#### Input material ####

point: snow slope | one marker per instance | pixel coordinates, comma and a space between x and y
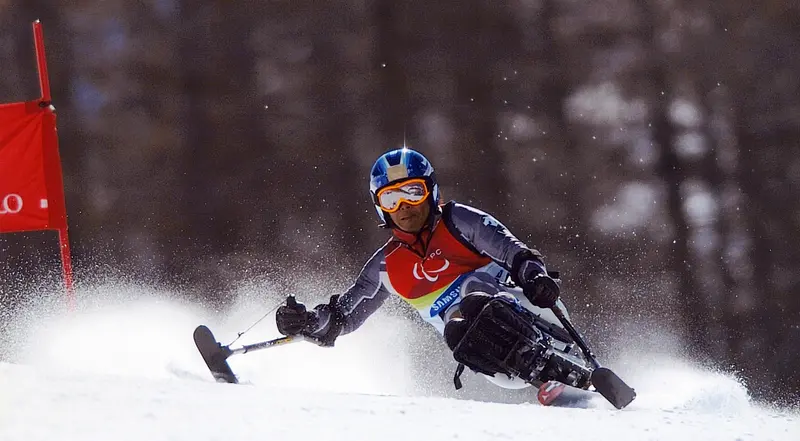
126, 369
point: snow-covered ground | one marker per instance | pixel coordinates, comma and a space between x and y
126, 369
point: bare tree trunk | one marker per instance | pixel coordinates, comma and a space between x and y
692, 307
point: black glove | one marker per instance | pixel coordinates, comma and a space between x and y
529, 273
293, 318
542, 291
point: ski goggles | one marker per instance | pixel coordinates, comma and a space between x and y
412, 192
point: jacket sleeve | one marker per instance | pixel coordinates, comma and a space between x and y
491, 238
347, 311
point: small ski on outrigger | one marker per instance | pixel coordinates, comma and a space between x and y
604, 380
216, 355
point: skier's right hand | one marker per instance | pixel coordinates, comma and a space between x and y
293, 318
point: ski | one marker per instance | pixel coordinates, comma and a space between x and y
557, 394
610, 386
215, 355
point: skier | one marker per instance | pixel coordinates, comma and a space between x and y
446, 261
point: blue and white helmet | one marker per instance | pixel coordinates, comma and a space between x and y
397, 166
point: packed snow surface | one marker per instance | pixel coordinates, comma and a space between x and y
126, 369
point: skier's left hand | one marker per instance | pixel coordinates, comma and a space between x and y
542, 291
293, 318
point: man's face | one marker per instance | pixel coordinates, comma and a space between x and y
411, 218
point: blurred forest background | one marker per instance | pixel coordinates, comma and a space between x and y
649, 148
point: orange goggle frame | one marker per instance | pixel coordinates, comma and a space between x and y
412, 192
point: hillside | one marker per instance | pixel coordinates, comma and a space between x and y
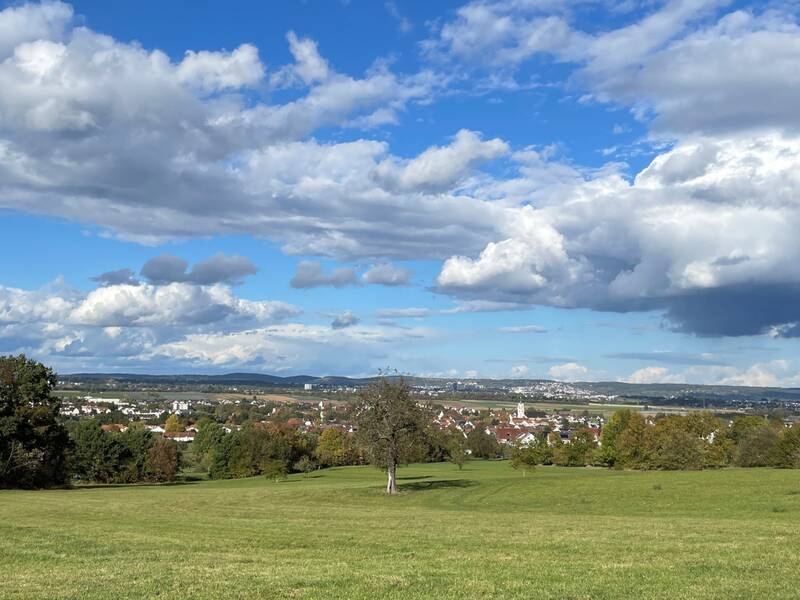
650, 392
484, 532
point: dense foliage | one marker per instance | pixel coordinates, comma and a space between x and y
698, 441
34, 446
391, 426
131, 456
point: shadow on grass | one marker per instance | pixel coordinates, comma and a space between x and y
421, 486
96, 486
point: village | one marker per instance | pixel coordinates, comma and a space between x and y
180, 420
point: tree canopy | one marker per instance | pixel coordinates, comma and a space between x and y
34, 445
390, 426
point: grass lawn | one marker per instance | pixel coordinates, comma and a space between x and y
484, 532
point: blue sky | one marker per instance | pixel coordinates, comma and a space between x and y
526, 188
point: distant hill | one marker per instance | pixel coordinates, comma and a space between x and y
545, 388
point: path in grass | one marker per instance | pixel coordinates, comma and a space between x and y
484, 532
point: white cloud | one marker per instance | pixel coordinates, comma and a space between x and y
775, 373
568, 371
440, 168
387, 274
344, 320
652, 375
31, 22
310, 274
523, 329
215, 71
519, 372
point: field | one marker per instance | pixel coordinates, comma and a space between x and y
484, 532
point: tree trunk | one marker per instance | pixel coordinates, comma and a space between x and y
391, 485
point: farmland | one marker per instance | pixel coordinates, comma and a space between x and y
484, 531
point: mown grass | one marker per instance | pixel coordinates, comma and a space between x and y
484, 532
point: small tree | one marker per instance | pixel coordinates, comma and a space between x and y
523, 457
305, 465
163, 460
335, 448
173, 424
457, 449
482, 444
390, 426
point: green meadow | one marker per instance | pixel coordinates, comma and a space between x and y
484, 532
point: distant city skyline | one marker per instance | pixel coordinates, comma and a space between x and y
490, 189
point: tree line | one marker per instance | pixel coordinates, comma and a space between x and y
37, 450
671, 442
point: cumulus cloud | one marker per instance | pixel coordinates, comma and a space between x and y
220, 268
440, 168
31, 22
733, 73
387, 274
706, 233
310, 274
116, 277
703, 233
309, 67
216, 71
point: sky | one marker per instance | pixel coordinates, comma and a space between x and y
585, 190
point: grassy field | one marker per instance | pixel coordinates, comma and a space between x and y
484, 532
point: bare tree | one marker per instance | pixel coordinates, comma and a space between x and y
390, 426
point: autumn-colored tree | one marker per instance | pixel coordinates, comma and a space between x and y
336, 448
173, 424
163, 460
390, 426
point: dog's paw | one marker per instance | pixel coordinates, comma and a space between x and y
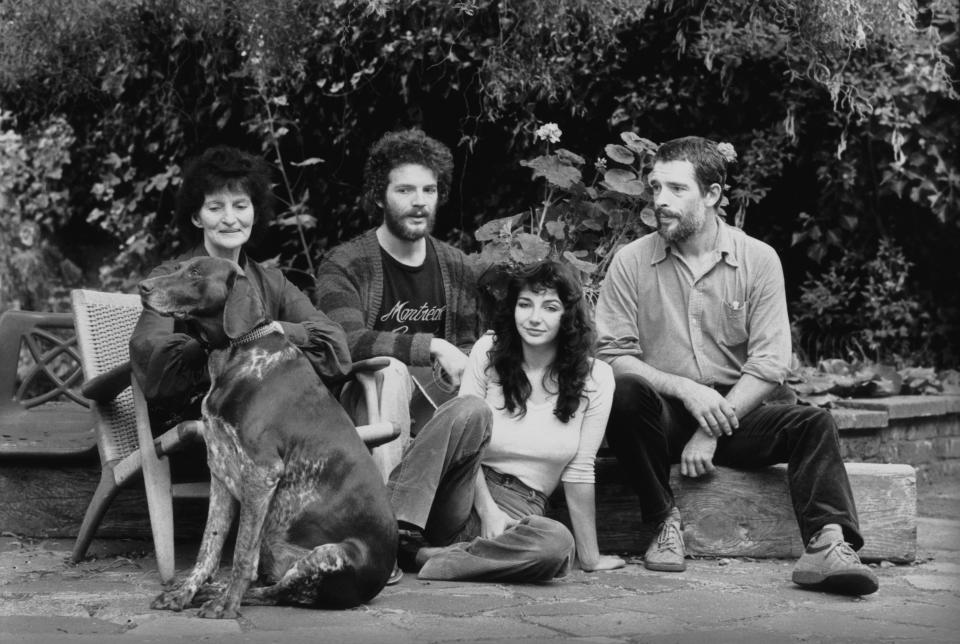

####

- What is being asked -
Output the records exactly, and let none of their pictures appear in the copy.

- Response area -
point: snow slope | one marker per instance | pixel coordinates, comma and a space between x and y
126, 369
point: snow-covered ground | one marker per instance | pixel coordinates, comma and a space between x and y
126, 369
point: bare tree trunk | one marker per instance | pixel coordinates, comma and a space between x and y
692, 307
point: black glove | one marker per instance | pixel coordinates, comma and a space between x and y
529, 273
293, 318
542, 291
point: ski goggles | one marker per instance | pixel coordinates, comma and a space between x and y
412, 192
point: jacket sleeve | one marker per instance | pixel coordinates, comma and a space between x and y
491, 238
347, 311
point: small ski on outrigger | one marker per instance | pixel coordinates, comma and a space between x and y
604, 380
216, 355
point: skier's right hand | one marker per instance | pixel coordinates, comma and a space between x and y
293, 318
point: ski | one marker per instance | pixel coordinates, comma and a space between x and y
557, 394
610, 386
215, 355
point: skier | one marker per instance | pixel coordinates, comma and a space between x and y
446, 261
point: blue and white helmet | one marker per instance | pixel coordinates, comma and a space between x and y
397, 166
point: packed snow surface | one marker per instance | pixel coordinates, comma and a space between x and y
126, 369
point: skier's left hand | one marker per instance | pixel coordinates, comma and a space between x and y
542, 291
293, 318
point: man's face | one marker per instance | pixel coordinates, comma and a space between x and y
411, 218
point: blurred forest background | one marker per instance | pixel coordinates, comma and a space between x and y
649, 148
point: orange goggle frame | one marker per instance | pixel coordinates, comma and a space between x and y
412, 192
point: hillside | one marker per instance | pixel coordinates, comma and a space between x and y
650, 392
484, 532
point: dense foliage | one marker per instance | pixel coordinates, comma and a space between x and y
698, 441
34, 446
391, 426
131, 456
point: shadow on grass | one marker per instance | pixel coordinates, comma and a space between x and y
421, 486
96, 486
point: village | one marker per instance | pixel coordinates, comma and a space between x and y
180, 420
point: tree canopy | one marker per instance | pixel coordinates, comma and a space between x and y
34, 445
390, 426
point: grass lawn | one marker per instance | pixel coordinates, comma and a space between x and y
484, 532
point: blue sky | one marker per instance | pixel coordinates, comma and a space between x and y
526, 188
point: distant hill | one marker per instance | pixel coordinates, comma and a space between x and y
545, 388
point: path in grass | one marker per instance | pixel coordinates, comma and a space between x and y
484, 532
point: white cloud | one marker per instance | pixel coordinates, comma and a space between x and y
775, 373
568, 371
440, 168
387, 274
344, 320
652, 375
31, 22
310, 274
523, 329
215, 71
519, 372
point: field | one marker per instance | pixel coordinates, comma and a space between x and y
484, 532
point: tree trunk | one marker per instance | pixel coordinates, comma and a space between x and y
391, 485
point: farmland | one marker per instance | pixel coordinates, comma and a space between x and y
484, 531
point: mown grass | one marker per instance | pixel coordinates, comma and a space between x and y
484, 532
point: small tree | one marker per instance | pixel coordinates, comma and a space between x and y
523, 457
305, 465
163, 460
335, 448
173, 424
457, 449
482, 444
390, 426
point: green meadow | one marker per instance | pixel coordinates, comma and a space between x and y
484, 532
point: distant city skyline | one marker per instance | pixel coordinates, comma and a space between x and y
490, 189
point: tree line | one marker per instance | pixel coordinates, comma and a space between x and y
37, 450
671, 442
point: cumulus cloud | one marker per instance | pixel coordinates, comma and a space between x and y
220, 268
440, 168
31, 22
733, 73
387, 274
706, 233
310, 274
116, 277
703, 233
309, 67
216, 71
point: sky | one marker per instance | pixel coordinates, comma and a space between x and y
585, 190
point: grassy field | one marker per instance | pixel coordinates, comma and a space between x and y
484, 532
point: bare tree | one marker per instance | pixel coordinates, comma and a space between x and y
390, 426
point: autumn-colored tree | one marker per instance | pixel coordinates, comma and a space between x and y
336, 448
173, 424
163, 460
390, 426
point: dog's paw | one marker per instance | pixel coordinates, comma and a space between x and y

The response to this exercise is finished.